Task requirements
From the entries below, reproduce exactly the line containing "point(272, 103)", the line containing "point(36, 53)", and every line in between, with nothing added.
↓↓↓
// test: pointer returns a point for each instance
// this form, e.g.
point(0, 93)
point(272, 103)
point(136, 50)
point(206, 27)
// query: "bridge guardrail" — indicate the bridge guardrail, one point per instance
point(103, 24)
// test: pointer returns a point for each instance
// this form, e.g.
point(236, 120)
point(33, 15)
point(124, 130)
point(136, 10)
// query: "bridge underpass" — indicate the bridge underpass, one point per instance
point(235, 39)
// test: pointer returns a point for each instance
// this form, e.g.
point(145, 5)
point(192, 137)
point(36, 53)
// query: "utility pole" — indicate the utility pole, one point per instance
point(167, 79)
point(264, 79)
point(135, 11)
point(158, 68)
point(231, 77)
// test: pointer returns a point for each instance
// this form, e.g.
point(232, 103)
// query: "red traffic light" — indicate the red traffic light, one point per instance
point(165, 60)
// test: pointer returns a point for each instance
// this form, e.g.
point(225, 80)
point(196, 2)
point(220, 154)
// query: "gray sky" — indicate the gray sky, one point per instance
↑↑↑
Answer to this problem
point(272, 103)
point(136, 50)
point(206, 27)
// query: "bridge guardrail" — indicate the bridge guardrail, one point per instance
point(103, 24)
// test: pointer returns a point for each instance
// this form, e.g.
point(236, 120)
point(33, 15)
point(124, 130)
point(136, 10)
// query: "bridge underpass" — indicate the bridge underpass, one point per instance
point(235, 39)
// test: pointer returns a point for each instance
// this form, e.g.
point(145, 5)
point(192, 137)
point(36, 53)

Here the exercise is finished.